*Texto mostrado*:
-*-

Suelo escribir cada quince días sobre una duda de las muchas que se me presentan.
Es cada vez más fácil encontrarme con el espíritu de la incertidumbre o con la carne de la complejidad. Cada vez se reinsiste en cada vez, así que gracias a mi entrenamiento supero la angustia del no saber aunque sufra el martirio de la ignorancia.
Pero en la ocasión de hoy me encuentro frente a una certeza que me gustaría calificarla de primaveral aunque estemos a borde del otoño: me encuentro mentiras por todas partes.
No son las mentiras amorosas que embadurnan el buen ánimo, ni las invenciones infantiles que desean ajustar lo real a lo imaginado, ni los embustes piadosos que difuminan las verdades crueles,… no.

-*-

*Datos extraídos*:
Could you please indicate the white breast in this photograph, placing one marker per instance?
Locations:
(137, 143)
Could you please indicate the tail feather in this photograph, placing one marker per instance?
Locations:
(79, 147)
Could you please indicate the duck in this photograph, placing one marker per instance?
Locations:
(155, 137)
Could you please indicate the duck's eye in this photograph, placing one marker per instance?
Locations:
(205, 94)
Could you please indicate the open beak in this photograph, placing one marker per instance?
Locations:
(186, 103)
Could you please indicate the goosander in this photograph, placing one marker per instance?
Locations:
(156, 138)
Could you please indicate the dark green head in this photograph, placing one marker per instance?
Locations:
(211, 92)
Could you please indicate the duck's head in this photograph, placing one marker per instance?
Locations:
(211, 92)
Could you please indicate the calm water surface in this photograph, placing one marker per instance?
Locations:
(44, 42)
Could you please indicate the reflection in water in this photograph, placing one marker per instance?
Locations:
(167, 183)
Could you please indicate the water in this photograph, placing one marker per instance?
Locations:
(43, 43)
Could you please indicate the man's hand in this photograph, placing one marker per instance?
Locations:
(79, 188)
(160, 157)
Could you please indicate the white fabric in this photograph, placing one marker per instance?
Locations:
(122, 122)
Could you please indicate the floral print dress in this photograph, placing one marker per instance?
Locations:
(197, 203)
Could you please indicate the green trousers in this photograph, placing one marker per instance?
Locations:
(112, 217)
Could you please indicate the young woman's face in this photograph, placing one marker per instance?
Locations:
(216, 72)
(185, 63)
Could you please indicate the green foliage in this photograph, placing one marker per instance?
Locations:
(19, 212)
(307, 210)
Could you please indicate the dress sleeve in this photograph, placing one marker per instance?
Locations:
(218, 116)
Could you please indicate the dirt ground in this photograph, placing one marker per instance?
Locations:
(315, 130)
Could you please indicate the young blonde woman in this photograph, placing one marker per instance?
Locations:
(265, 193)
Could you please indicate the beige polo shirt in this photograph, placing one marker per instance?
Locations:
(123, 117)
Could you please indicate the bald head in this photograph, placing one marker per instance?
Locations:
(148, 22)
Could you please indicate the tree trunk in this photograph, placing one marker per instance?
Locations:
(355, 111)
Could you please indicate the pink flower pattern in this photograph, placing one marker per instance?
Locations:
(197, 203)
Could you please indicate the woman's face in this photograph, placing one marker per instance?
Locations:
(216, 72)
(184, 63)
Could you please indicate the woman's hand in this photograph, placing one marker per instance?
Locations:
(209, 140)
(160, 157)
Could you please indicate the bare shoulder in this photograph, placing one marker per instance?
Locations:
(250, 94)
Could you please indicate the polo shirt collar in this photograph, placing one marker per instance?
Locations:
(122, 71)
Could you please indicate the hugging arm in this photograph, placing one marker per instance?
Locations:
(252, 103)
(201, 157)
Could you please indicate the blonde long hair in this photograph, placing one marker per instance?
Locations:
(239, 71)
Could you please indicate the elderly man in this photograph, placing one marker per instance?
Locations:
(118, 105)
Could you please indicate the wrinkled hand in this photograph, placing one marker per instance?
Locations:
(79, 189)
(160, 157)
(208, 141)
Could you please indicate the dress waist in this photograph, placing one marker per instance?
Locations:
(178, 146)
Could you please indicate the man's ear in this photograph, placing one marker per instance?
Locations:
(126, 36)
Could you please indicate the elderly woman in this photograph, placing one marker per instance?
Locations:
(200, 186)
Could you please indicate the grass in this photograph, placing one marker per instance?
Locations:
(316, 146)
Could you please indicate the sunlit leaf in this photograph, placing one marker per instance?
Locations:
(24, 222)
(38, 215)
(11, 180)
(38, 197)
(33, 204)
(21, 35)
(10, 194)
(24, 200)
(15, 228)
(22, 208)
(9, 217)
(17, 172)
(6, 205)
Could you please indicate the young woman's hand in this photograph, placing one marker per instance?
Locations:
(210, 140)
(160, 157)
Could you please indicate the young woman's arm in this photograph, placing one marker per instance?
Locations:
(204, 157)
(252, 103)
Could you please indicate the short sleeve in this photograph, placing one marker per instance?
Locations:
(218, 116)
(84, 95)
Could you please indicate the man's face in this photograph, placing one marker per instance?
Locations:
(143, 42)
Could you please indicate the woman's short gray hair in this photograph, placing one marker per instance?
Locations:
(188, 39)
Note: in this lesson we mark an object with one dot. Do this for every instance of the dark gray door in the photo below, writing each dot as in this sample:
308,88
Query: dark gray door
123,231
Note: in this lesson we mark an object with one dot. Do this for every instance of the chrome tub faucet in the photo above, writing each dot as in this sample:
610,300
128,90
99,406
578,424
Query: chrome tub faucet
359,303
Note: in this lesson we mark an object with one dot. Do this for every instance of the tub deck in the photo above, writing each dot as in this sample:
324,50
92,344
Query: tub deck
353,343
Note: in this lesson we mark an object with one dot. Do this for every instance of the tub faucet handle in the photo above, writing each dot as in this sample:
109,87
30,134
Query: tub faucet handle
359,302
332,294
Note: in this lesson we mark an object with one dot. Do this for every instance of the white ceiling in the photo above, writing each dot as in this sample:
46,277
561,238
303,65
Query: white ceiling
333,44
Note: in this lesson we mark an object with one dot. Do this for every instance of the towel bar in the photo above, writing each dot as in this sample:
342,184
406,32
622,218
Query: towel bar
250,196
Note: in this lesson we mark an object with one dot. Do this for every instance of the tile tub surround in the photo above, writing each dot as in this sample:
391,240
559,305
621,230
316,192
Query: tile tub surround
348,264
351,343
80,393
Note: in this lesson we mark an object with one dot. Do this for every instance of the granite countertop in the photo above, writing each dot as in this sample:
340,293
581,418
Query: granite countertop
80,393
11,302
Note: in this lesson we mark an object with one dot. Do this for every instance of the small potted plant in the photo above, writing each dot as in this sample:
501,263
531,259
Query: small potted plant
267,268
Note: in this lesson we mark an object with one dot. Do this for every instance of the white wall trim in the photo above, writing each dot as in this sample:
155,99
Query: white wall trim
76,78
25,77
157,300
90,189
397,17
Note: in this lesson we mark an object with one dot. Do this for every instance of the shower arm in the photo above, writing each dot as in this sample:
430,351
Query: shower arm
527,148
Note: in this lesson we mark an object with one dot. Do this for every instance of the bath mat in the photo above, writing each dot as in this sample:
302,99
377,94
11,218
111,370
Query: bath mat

-*-

Escribe la continuación del texto sobre las mentiras a partir de su última frase. Las entradas son un material aparte, sin relación con el texto sobre las mentiras.

Son ahora decisiones estudiadas a ser mentiras. Provienen de las instancias y de las gentes que esperamos tengan las más respetuosas personas, provienen de los elegidos, de los premiados, de los privilegiados,…
Como ejemplo mucho más atroz que los mensajes que pueden edificarse a partir de las imágenes que anticipan a estas palabras, quiero mostrar la esencia que ya ilumina cualquier debate ideológico: en Noruega, una de las naciones dotadas de una sociedad brillante, ha triunfado la semana pasada el partido político que proclamaba sin tapujos el principio: «Menos impuestos, más bienestar«. Dicho y abanderado allí donde, desde hace medio siglo, se fijó la esencia del bienestar a base del rigor impositivo. Que tal mensaje cultive a ciertas masas del alegre mediterráneo, no repugna con las experiencias históricas; pero que triunfe allá en el frío Mar del Norte, me hace pensar como si fuera verdad-verdad que el proceso del cambio climático es parejo al del cambio ideológico y éste se acerca peligrosamente a los polos.